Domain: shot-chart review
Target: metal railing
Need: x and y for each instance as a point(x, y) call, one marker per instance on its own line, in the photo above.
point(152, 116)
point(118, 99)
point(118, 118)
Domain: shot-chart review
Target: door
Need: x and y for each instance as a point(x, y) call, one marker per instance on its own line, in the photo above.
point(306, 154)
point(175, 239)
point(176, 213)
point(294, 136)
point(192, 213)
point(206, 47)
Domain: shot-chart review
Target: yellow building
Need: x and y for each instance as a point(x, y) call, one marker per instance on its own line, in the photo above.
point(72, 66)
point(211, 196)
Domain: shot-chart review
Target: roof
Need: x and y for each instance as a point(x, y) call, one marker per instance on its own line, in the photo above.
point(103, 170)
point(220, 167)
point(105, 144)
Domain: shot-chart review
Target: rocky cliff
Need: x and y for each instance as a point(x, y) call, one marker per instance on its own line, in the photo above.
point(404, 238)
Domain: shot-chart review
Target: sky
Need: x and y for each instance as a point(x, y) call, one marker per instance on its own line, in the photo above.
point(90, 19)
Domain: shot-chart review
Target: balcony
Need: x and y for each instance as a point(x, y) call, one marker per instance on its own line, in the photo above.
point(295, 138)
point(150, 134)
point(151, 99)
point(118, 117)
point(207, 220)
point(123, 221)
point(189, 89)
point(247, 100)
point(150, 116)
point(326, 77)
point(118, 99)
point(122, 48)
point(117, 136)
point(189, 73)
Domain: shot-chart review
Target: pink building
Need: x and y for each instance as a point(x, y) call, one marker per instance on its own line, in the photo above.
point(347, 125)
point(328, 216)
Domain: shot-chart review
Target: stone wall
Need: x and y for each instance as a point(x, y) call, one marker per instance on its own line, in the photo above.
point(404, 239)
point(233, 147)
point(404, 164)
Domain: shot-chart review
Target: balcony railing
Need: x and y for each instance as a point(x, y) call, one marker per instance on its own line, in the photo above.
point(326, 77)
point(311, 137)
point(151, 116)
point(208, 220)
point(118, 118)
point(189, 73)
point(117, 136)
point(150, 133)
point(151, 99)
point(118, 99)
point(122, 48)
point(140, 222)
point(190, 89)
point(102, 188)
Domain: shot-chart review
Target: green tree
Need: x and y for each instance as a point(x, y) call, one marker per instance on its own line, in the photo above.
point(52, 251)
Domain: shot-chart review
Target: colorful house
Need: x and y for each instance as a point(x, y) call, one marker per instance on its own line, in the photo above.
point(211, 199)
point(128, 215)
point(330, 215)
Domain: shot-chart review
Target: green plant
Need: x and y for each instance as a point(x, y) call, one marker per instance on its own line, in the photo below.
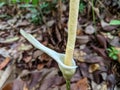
point(113, 53)
point(81, 7)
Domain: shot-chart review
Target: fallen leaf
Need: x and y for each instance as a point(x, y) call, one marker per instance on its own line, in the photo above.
point(10, 40)
point(4, 63)
point(25, 87)
point(82, 84)
point(89, 29)
point(107, 27)
point(94, 67)
point(8, 86)
point(40, 66)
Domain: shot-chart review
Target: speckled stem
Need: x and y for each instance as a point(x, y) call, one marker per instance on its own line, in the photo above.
point(72, 27)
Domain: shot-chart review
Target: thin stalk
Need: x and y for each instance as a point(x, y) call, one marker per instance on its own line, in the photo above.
point(72, 27)
point(93, 13)
point(67, 84)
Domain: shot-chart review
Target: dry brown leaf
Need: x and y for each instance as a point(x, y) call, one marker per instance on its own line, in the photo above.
point(94, 67)
point(82, 84)
point(40, 66)
point(25, 87)
point(8, 86)
point(4, 63)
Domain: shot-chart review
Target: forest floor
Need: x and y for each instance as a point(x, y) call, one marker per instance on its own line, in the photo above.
point(23, 67)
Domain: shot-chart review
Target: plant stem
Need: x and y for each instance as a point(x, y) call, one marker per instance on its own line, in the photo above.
point(93, 13)
point(67, 84)
point(72, 28)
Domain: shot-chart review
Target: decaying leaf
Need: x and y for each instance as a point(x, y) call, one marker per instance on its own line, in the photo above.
point(4, 63)
point(82, 84)
point(107, 27)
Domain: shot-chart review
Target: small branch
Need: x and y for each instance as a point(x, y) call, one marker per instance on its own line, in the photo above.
point(72, 28)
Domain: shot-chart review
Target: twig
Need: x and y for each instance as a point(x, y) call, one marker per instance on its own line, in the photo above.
point(5, 76)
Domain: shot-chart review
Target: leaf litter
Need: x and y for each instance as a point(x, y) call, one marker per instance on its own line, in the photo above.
point(34, 70)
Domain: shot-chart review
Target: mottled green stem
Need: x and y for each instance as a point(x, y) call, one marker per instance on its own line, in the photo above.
point(72, 28)
point(67, 84)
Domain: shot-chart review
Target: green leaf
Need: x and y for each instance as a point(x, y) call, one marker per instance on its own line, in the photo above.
point(114, 22)
point(27, 1)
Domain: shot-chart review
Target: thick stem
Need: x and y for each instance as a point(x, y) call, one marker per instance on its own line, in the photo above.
point(72, 27)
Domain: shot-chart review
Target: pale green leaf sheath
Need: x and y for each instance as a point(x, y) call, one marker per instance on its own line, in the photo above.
point(67, 71)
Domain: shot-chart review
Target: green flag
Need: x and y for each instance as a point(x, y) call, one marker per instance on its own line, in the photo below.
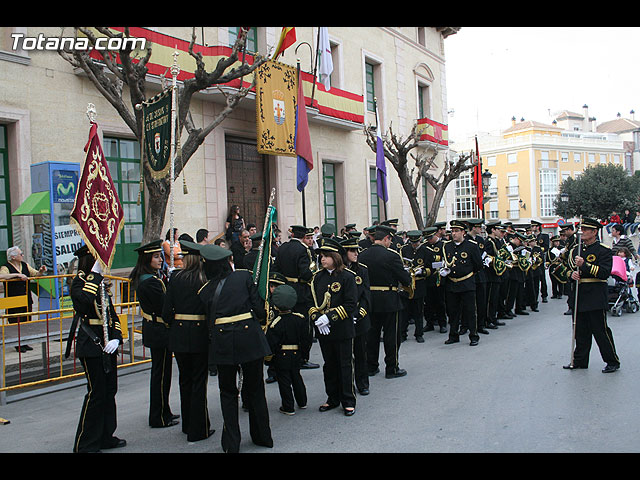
point(263, 263)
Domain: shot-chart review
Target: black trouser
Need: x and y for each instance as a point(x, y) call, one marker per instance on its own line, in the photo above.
point(254, 400)
point(415, 309)
point(461, 308)
point(481, 304)
point(159, 410)
point(192, 378)
point(515, 297)
point(98, 415)
point(594, 324)
point(434, 308)
point(493, 301)
point(360, 369)
point(387, 324)
point(290, 384)
point(338, 371)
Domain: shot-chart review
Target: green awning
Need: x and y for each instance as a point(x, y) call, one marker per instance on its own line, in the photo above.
point(36, 204)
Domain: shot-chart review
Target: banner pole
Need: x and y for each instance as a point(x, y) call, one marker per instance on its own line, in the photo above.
point(174, 73)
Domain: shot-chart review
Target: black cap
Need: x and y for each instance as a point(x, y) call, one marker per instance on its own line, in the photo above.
point(284, 297)
point(151, 247)
point(213, 253)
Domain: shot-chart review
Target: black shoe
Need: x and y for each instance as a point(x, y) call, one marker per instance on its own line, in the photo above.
point(326, 407)
point(115, 443)
point(610, 368)
point(309, 365)
point(398, 373)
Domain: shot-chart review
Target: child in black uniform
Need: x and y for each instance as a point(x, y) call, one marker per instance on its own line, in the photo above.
point(288, 336)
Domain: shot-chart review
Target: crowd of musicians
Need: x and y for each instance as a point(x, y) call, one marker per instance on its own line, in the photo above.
point(354, 296)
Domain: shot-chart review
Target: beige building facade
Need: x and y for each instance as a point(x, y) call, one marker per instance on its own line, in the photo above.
point(43, 103)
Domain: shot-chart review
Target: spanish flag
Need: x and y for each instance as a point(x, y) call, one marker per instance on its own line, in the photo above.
point(287, 38)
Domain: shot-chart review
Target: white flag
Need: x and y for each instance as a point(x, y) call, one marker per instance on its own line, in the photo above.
point(326, 62)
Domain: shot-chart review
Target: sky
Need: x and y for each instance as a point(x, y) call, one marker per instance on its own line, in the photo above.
point(496, 73)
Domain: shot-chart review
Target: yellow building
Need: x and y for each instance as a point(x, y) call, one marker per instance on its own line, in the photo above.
point(43, 101)
point(529, 160)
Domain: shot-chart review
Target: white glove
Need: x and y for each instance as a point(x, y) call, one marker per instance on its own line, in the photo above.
point(322, 323)
point(111, 346)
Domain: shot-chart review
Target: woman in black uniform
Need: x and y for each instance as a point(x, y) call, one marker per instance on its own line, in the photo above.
point(97, 422)
point(335, 297)
point(234, 310)
point(150, 290)
point(189, 340)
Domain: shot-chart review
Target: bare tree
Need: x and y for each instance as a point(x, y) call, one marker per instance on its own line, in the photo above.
point(412, 167)
point(109, 78)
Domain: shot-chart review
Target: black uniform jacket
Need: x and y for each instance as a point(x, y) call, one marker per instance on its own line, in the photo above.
point(363, 322)
point(236, 334)
point(464, 261)
point(151, 292)
point(592, 286)
point(386, 271)
point(87, 302)
point(294, 262)
point(288, 334)
point(335, 294)
point(185, 314)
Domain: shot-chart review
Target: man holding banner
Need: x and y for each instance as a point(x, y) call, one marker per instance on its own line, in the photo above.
point(97, 215)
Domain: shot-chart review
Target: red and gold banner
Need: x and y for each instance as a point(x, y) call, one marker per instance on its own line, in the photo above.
point(97, 213)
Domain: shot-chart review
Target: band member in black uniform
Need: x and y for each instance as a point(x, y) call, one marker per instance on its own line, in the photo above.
point(361, 318)
point(434, 300)
point(475, 236)
point(385, 273)
point(414, 256)
point(495, 270)
point(296, 262)
point(591, 268)
point(150, 291)
point(234, 310)
point(462, 261)
point(286, 333)
point(568, 232)
point(557, 287)
point(335, 298)
point(189, 340)
point(517, 275)
point(98, 418)
point(543, 241)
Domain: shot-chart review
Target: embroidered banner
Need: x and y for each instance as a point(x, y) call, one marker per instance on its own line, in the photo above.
point(276, 92)
point(156, 133)
point(97, 213)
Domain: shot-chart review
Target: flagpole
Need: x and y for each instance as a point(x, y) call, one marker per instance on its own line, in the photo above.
point(174, 73)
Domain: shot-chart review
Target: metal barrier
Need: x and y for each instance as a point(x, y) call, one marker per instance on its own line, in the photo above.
point(48, 330)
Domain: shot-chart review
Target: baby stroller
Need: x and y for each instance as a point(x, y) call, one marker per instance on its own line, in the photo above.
point(620, 295)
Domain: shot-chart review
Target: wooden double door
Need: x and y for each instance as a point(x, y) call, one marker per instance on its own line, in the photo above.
point(247, 180)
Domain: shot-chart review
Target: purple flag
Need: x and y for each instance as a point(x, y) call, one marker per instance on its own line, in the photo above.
point(381, 167)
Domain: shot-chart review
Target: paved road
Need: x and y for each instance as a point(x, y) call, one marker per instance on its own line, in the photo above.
point(509, 394)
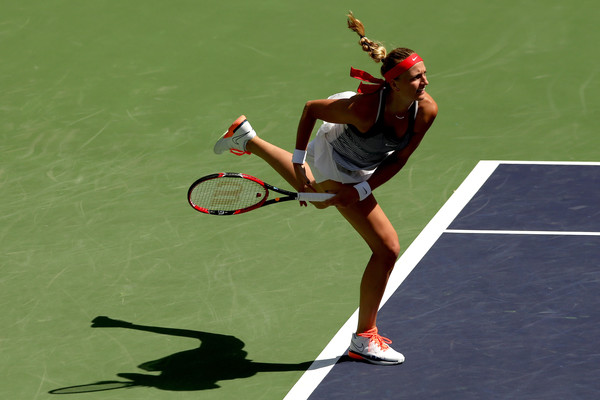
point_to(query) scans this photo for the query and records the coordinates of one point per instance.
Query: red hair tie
(402, 67)
(374, 84)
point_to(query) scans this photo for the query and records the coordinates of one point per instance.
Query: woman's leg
(280, 160)
(369, 220)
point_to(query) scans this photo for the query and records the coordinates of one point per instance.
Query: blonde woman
(365, 139)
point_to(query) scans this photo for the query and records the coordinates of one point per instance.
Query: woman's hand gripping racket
(230, 193)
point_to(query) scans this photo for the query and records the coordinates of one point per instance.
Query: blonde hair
(375, 49)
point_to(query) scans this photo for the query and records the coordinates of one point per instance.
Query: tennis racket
(230, 193)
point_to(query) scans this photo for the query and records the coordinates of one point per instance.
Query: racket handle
(309, 196)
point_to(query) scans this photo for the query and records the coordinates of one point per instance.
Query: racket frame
(265, 199)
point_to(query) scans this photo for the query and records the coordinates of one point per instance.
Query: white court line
(492, 232)
(405, 264)
(438, 225)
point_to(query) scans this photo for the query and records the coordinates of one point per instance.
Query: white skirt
(319, 154)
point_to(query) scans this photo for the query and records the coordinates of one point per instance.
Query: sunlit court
(113, 287)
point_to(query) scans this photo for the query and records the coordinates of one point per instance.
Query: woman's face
(412, 83)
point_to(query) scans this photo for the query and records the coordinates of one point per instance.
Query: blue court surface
(498, 297)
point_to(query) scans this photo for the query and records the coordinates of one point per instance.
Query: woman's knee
(389, 250)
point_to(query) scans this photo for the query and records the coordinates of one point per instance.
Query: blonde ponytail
(375, 49)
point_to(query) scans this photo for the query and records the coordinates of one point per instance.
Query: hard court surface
(112, 287)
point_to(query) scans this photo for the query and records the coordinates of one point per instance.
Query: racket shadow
(218, 357)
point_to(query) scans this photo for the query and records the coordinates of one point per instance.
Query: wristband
(299, 156)
(363, 189)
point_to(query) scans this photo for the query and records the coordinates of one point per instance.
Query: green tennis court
(109, 111)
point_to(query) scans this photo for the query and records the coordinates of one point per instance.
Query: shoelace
(239, 152)
(376, 339)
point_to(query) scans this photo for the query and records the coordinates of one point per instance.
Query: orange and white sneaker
(236, 137)
(371, 347)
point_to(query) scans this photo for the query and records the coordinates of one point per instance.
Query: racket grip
(308, 196)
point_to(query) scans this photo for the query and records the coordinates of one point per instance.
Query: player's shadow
(218, 358)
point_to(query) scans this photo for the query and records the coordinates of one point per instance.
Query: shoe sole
(362, 357)
(235, 126)
(232, 129)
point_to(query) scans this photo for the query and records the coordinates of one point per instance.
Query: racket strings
(226, 194)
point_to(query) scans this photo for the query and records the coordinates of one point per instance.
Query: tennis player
(365, 139)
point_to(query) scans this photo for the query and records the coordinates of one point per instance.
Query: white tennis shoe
(371, 347)
(236, 138)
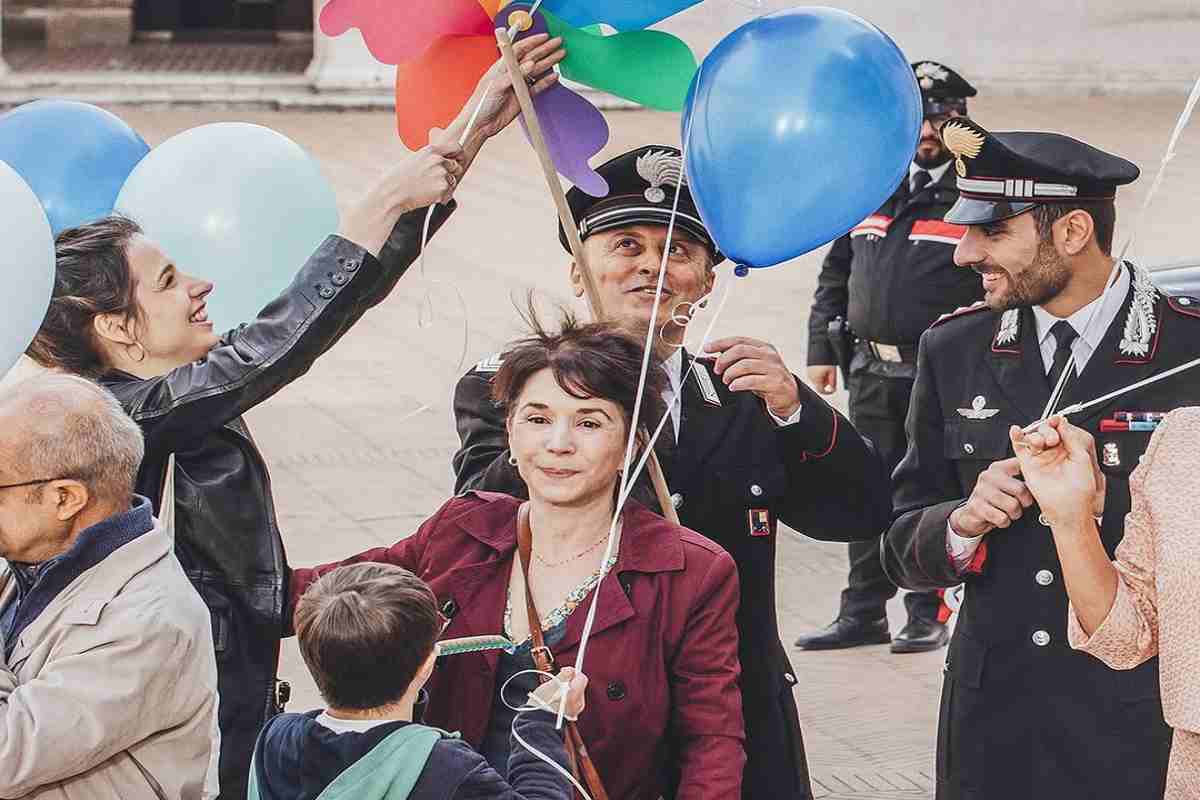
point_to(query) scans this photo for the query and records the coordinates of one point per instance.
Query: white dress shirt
(673, 366)
(963, 548)
(935, 174)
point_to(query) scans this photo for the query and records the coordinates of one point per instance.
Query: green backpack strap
(252, 793)
(390, 770)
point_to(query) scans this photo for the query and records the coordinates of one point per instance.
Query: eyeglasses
(41, 480)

============================================================

### Exercise details:
Write out the stretch from the start of the records through the line that contains "point(206, 47)" as a JSON list of strings, one string per line, with blank lines left out.

### Answer below:
[
  "Domain: shot-chart review",
  "Target: metal railing",
  "Need: x and y for each instance as a point(x, y) call, one marker per instance on its own line, in the photo above.",
  "point(152, 116)",
  "point(118, 99)",
  "point(118, 118)",
  "Domain: shot-chart review",
  "Target: door",
  "Need: x and y for each instance as a point(x, y) call, one marker per instance on its own line, in the photo above.",
  "point(306, 154)",
  "point(175, 239)",
  "point(176, 213)",
  "point(294, 136)",
  "point(192, 213)",
  "point(206, 47)"
]